==== Document excerpt ====

Control. What a wonderful word that is. When you consider how much control the parent of the student, or the student should it be an adult student, has it is astonishing how often a situation develops online where it is as if the student did not have any pre knowledge of the class, and is left in a flappery of no suitable place to sit, noisy family gathering ongoing, unable to locate any learning material, participating in an ongoing conflab with his/her mum/Dad/Wife/Grandma etc. Or, and this is the lowest scenario an online teacher can find him/herself in. The student is not even at home. The student is in a restaurant with more family than you can shake a stick at. Families who don’t stop talking to the student, who don’t stop talking to each other. Who actually talk more while the class is on than I think they would if the class wasn’t happening.

====

• _Work request A_
From the passage on online classes, extract the text from "Control. What a" up to and including "class wasn’t happening.".
• _Work request B_
According to the passage on online classes, why is it astonishing how often a student seems to have no prior knowledge of the class?
• _Work request C_
List each difficulty the passage on online classes says a student faces when left "in a flappery."

==== Data section ====

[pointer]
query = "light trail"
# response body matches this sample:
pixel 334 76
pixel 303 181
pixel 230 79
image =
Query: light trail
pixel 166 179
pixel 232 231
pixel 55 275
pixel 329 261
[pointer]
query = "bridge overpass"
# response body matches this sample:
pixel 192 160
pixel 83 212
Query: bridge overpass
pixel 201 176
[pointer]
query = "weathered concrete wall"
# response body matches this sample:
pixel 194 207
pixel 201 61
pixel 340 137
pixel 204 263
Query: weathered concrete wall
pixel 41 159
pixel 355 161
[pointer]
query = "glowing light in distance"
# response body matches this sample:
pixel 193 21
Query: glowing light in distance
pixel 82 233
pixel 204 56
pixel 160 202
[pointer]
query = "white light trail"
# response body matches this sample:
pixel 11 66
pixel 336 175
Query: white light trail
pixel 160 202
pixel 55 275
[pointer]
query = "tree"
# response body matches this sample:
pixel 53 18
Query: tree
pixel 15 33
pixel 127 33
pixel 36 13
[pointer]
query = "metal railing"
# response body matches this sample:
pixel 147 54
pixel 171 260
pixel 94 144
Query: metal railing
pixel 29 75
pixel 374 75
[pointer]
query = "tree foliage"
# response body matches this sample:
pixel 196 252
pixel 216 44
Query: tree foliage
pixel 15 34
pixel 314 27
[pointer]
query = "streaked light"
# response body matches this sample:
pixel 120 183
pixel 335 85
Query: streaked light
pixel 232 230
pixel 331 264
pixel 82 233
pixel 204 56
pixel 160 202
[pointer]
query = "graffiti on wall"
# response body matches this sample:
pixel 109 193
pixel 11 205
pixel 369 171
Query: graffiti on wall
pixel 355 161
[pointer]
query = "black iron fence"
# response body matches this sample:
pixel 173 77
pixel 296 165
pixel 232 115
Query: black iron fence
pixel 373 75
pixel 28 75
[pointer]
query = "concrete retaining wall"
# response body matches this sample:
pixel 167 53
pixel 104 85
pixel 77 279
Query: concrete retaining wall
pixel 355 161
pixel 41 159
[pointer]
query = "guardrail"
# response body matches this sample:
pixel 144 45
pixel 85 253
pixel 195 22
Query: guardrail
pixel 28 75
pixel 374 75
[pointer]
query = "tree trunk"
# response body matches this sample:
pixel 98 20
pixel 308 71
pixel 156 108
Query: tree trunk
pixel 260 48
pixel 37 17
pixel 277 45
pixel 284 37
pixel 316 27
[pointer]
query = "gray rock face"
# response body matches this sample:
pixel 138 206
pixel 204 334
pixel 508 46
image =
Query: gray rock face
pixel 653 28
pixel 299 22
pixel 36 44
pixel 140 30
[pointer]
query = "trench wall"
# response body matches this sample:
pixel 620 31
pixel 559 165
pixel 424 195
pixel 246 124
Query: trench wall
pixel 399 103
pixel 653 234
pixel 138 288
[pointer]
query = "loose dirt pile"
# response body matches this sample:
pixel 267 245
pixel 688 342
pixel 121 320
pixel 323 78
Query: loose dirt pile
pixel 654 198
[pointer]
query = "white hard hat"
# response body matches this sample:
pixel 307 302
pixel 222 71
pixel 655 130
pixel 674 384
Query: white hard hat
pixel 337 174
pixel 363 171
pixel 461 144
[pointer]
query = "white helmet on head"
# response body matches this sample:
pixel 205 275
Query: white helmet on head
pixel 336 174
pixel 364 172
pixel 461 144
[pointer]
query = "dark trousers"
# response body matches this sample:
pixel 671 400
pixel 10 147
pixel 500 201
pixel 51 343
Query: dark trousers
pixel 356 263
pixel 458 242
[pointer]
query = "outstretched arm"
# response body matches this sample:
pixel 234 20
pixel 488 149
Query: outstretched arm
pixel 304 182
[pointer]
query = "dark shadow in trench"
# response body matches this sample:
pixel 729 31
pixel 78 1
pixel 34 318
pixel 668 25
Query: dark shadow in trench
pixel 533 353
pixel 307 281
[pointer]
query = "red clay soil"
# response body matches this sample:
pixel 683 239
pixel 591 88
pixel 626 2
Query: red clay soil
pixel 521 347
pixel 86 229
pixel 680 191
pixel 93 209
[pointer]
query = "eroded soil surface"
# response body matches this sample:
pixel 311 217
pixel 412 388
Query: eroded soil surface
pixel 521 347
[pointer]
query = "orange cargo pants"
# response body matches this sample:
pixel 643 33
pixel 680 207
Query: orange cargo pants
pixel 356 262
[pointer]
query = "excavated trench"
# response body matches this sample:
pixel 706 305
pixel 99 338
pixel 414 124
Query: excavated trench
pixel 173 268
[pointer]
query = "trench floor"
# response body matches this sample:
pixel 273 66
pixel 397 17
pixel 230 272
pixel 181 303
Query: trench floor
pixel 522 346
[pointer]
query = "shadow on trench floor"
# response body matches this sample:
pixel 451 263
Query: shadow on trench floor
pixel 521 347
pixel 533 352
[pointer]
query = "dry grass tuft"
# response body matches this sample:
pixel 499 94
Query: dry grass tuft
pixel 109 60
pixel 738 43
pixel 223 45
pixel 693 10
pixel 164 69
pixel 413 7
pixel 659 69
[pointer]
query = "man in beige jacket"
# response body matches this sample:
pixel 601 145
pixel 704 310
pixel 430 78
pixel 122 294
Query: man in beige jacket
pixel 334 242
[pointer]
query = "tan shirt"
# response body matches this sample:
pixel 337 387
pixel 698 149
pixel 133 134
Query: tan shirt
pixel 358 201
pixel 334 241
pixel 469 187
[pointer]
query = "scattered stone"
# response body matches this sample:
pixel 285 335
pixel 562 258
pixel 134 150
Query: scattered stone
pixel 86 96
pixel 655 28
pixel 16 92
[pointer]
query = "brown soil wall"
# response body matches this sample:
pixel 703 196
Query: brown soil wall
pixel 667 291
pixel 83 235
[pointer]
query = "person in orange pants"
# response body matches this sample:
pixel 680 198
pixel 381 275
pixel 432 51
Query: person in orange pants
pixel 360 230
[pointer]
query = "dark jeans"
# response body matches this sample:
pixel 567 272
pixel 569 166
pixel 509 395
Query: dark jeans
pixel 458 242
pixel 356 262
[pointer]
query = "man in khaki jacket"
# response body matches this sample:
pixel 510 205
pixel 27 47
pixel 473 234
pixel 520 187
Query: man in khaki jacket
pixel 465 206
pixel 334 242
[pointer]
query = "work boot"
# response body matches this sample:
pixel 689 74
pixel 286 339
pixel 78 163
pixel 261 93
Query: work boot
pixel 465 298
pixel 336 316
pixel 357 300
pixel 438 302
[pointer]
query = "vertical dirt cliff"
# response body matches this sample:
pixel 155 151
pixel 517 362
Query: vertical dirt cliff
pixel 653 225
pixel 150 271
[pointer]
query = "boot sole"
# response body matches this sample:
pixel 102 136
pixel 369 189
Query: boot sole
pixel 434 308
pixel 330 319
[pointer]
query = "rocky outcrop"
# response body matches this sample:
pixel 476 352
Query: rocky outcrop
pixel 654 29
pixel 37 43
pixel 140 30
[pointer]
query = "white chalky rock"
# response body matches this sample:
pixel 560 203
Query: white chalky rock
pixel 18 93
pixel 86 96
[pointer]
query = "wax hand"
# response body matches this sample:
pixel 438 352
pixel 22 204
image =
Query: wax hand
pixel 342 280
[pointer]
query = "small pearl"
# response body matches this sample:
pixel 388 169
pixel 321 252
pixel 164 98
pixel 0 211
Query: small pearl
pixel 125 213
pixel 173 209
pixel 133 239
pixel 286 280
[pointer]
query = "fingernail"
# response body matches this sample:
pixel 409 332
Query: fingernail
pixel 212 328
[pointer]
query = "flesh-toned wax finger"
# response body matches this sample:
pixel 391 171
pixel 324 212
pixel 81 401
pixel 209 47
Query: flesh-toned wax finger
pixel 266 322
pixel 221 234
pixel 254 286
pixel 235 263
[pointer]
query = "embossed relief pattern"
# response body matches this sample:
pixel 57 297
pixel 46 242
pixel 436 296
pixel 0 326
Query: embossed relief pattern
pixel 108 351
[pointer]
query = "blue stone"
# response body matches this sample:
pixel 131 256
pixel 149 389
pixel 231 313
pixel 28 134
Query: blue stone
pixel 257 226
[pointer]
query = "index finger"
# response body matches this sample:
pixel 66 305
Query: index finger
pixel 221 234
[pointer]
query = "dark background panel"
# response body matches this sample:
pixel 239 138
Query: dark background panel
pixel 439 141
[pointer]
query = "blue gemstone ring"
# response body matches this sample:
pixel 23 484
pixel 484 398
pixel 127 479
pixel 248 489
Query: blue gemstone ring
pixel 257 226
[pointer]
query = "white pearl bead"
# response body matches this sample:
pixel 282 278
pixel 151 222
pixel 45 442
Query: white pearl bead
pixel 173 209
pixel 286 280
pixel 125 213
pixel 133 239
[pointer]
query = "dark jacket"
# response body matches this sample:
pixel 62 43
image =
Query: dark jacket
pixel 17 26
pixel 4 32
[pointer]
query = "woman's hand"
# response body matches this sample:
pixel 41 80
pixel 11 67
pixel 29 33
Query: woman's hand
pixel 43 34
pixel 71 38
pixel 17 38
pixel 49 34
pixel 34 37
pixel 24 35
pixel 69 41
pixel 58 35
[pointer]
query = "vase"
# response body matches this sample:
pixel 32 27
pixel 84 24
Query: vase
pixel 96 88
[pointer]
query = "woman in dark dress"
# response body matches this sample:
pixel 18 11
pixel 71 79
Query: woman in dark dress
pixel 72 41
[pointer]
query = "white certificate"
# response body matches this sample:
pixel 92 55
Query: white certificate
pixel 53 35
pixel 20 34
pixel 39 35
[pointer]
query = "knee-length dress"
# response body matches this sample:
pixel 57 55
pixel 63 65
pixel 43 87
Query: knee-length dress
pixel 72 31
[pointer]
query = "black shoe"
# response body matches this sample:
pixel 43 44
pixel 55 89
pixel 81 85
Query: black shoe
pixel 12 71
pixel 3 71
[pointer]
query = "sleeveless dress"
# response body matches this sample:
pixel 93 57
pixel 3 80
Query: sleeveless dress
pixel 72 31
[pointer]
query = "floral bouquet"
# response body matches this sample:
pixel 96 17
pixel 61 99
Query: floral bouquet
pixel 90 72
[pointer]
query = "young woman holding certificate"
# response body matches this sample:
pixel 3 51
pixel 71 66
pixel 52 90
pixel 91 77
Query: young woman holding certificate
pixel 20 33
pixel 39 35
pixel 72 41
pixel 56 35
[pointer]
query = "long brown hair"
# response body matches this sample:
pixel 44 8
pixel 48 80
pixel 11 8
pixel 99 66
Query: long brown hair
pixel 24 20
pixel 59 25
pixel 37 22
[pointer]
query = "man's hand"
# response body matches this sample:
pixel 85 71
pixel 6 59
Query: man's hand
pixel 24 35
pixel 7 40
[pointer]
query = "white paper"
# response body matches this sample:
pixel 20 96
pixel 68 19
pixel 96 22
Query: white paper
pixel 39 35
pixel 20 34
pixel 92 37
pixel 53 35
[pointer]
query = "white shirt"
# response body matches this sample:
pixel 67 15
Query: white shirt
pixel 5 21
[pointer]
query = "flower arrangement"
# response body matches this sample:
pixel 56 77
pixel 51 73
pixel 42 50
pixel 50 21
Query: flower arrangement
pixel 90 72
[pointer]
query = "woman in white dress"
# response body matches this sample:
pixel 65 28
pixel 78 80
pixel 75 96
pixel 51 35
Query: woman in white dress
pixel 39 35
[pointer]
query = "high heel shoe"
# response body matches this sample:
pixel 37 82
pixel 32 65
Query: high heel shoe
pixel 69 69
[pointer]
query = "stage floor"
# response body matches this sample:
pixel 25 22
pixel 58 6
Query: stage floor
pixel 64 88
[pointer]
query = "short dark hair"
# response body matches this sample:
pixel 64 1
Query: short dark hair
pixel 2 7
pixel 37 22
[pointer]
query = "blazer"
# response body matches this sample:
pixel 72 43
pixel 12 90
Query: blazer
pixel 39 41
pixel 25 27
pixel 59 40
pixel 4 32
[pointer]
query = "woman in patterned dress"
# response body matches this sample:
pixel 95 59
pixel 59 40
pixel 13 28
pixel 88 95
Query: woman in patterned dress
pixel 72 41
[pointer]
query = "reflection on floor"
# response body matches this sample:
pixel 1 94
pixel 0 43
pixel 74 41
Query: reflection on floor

====

• _Response A_
Control. What a wonderful word that is. When you consider how much control the parent of the student, or the student should it be an adult student, has it is astonishing how often a situation develops online where it is as if the student did not have any pre knowledge of the class, and is left in a flappery of no suitable place to sit, noisy family gathering ongoing, unable to locate any learning material, participating in an ongoing conflab with his/her mum/Dad/Wife/Grandma etc. Or, and this is the lowest scenario an online teacher can find him/herself in. The student is not even at home. The student is in a restaurant with more family than you can shake a stick at. Families who don’t stop talking to the student, who don’t stop talking to each other. Who actually talk more while the class is on than I think they would if the class wasn’t happening.

• _Response B_
It is astonishing because of how much control the student's parent has over the situation, or the student has if they are an adult.

• _Response C_
- No suitable place to sit
- A noisy family gathering going on
- Being unable to locate any learning material
- Taking part in an ongoing conflab with a family member such as a mum, dad, wife or grandma